Could you rewrite the entries below, swapping every "x and y for each instance" for "coordinates for every instance" and leaving everything else unchanged?

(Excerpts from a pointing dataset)
****************

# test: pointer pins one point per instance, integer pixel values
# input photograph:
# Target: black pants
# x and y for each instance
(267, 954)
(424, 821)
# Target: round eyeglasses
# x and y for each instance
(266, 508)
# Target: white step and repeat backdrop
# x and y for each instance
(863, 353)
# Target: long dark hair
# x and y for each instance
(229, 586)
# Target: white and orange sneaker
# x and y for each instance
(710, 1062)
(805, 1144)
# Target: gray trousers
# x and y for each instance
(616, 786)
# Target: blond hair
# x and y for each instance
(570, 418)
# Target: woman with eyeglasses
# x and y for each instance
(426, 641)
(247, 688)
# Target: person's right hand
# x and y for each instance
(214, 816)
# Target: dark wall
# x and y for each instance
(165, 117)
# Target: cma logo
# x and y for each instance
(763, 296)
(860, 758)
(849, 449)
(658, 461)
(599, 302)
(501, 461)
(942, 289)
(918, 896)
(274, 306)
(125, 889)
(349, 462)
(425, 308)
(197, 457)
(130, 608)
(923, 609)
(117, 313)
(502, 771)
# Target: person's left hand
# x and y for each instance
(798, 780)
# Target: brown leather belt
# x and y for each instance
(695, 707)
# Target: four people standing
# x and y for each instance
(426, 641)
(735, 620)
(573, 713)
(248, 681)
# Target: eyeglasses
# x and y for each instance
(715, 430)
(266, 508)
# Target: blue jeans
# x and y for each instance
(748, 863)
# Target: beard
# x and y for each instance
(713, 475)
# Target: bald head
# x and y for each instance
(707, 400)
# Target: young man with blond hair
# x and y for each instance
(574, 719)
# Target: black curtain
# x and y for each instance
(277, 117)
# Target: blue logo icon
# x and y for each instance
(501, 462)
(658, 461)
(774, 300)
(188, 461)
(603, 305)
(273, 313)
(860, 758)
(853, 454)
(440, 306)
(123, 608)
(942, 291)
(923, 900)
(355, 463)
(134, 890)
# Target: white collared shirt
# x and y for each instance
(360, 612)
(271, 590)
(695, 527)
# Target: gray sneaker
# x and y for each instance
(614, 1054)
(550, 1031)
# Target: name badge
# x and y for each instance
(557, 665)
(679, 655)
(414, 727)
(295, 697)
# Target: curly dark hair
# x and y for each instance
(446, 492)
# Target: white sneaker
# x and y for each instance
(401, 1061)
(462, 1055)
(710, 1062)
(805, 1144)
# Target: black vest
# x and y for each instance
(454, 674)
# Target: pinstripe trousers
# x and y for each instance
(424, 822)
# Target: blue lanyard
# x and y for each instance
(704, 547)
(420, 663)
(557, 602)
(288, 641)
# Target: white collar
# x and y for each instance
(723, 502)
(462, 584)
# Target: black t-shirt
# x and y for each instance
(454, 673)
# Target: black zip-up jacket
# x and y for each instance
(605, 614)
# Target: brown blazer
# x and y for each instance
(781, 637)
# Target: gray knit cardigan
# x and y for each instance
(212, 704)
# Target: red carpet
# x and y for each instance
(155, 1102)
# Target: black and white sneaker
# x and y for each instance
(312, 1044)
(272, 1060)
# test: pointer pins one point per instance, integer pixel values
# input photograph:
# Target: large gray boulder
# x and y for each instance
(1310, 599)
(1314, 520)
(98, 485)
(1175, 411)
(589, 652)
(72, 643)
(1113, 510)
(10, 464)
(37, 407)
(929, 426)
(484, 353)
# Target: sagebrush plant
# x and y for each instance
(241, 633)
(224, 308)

****************

■ Response below
# test: pointer pins one point per instance, integer pixel values
# input photograph:
# Target: black pants
# coordinates for every instance
(267, 954)
(424, 821)
# Target: round eyeglasses
# coordinates for every instance
(266, 508)
# Target: white step and repeat backdrop
# coordinates for every instance
(863, 353)
# Target: long dark hair
# coordinates for every instance
(229, 586)
# Target: white and orange sneaker
# coordinates for every instance
(710, 1062)
(805, 1144)
# Target: gray trousers
# coordinates for every instance
(616, 786)
# Target: blond hair
# coordinates for every instance
(570, 418)
# Target: woman with eyeglasses
# coordinates for every instance
(426, 641)
(247, 688)
# Target: person's right hand
# coordinates for every instance
(214, 816)
# Target: dark wall
# coordinates for every instance
(165, 117)
# Target: cma logo
# coordinates for every instance
(763, 296)
(860, 758)
(849, 449)
(658, 461)
(599, 302)
(501, 461)
(942, 289)
(918, 896)
(274, 306)
(125, 889)
(349, 462)
(425, 308)
(197, 457)
(130, 608)
(923, 609)
(117, 313)
(502, 771)
# Target: person's left hand
# coordinates for every instance
(798, 780)
# Target: brown leather belt
# coordinates for every instance
(695, 707)
# Target: four people standing
# coordinates for every instance
(426, 641)
(735, 620)
(573, 713)
(248, 681)
# Target: eyeglasses
# coordinates for every instance
(715, 430)
(266, 508)
# Target: blue jeans
# coordinates for every instance
(748, 863)
# Target: beard
# coordinates for every instance
(713, 475)
# Target: bald head
# coordinates for every instance
(707, 400)
# Target: young man with blond hair
# coordinates for every instance
(574, 719)
# Target: black curtain
# coordinates for every instance
(277, 117)
# Target: blue logo icon
# coordinates for every instance
(501, 462)
(658, 461)
(774, 300)
(188, 461)
(603, 305)
(273, 313)
(860, 758)
(853, 454)
(440, 306)
(123, 608)
(942, 291)
(923, 900)
(355, 463)
(134, 890)
# Target: white collared shirt
# coordinates for every instance
(360, 612)
(271, 590)
(695, 527)
# Target: gray sneaker
# coordinates for every instance
(614, 1054)
(550, 1031)
# Target: name badge
# coordinates for every instance
(557, 665)
(679, 655)
(414, 727)
(295, 697)
# Target: curly dark hair
# coordinates for every instance
(446, 492)
# Target: white sneaker
# coordinates for every instance
(401, 1061)
(462, 1055)
(710, 1062)
(805, 1144)
# Target: black vest
# coordinates for every instance
(454, 674)
# Target: pinstripe trousers
# coordinates for every instance
(424, 822)
# Target: blue lanyard
# coordinates for every instance
(704, 547)
(420, 663)
(557, 602)
(288, 641)
# Target: white collar
# coordinates for every instance
(723, 502)
(462, 584)
# Target: black t-shirt
# coordinates for every instance
(454, 673)
# Target: black zip-up jacket
# coordinates for every instance
(605, 614)
# Target: brown blazer
# coordinates for every instance
(781, 637)
# Target: gray knit cardigan
# coordinates for every instance
(212, 704)
# Target: red carpet
# coordinates for every instance
(155, 1102)
# Target: black and white sneaker
# coordinates for every instance
(312, 1044)
(272, 1060)
# test: pointer pins one point per instance, integer pixel values
# input photograph:
# Target: large gray boulder
# coordinates for every instance
(1310, 599)
(1314, 520)
(98, 485)
(1175, 411)
(589, 652)
(72, 643)
(1113, 510)
(10, 464)
(37, 407)
(929, 426)
(484, 353)
# Target: sagebrush plant
# coordinates for every instance
(241, 633)
(224, 308)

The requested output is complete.